What to do:
Please write out again, word for word, the stretch of the material below from the line containing "of the paved" through the line containing "x=154, y=513", including both of those lines.

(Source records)
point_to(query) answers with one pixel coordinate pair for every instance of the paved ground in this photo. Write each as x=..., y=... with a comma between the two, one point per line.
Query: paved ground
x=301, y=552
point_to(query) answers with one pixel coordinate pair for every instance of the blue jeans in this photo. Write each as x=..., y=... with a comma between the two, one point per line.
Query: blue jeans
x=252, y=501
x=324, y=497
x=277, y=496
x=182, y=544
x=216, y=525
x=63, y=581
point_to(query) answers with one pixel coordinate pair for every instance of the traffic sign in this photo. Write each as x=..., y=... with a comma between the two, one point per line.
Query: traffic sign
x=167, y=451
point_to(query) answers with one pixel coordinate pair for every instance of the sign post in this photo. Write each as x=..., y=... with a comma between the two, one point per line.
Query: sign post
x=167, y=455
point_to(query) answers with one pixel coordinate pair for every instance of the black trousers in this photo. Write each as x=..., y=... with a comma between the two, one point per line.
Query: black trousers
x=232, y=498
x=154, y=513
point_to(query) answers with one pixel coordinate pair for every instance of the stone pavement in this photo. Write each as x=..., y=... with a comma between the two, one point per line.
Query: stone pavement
---
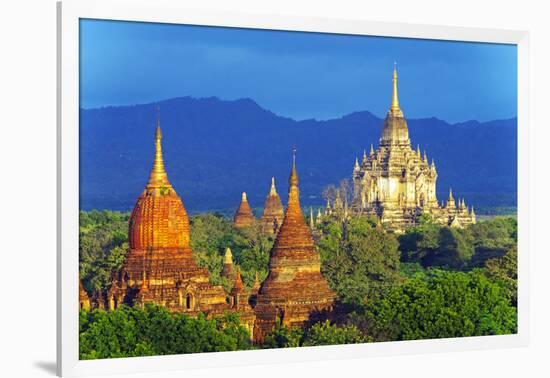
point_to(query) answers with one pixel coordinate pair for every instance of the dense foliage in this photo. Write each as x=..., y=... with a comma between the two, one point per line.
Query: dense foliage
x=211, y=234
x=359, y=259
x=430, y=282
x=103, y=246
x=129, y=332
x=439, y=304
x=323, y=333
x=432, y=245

Answer to the problem:
point_to(query) answers with one pixel coordinate pair for every instance of the paved ground in this photo. Write each as x=..., y=... with a comma between the two, one point per line.
Query: paved ground
x=301, y=552
point_to(query) answers with one pixel coordinate pair for every instance of the blue jeans in this photo. Write each as x=..., y=... with a comma between the two, one point per line.
Query: blue jeans
x=252, y=501
x=324, y=497
x=277, y=496
x=182, y=544
x=216, y=525
x=63, y=581
point_to(query) answers with one pixel coordinate pair for every instance of the traffic sign in this photo. Write each as x=..., y=... with a comma between the two, one point per line.
Query: traffic sign
x=167, y=451
point_to(query) answers with one pixel coordinate pair for every instance of the sign post in this photo. Write each as x=..., y=... with a comma between the two, one point per line.
Query: sign post
x=167, y=455
point_to(query) answers with one pixel coordinate pair for every instance of the black trousers in this photo. Write each as x=..., y=... with a comma between the two, one point per line.
Query: black trousers
x=232, y=498
x=154, y=513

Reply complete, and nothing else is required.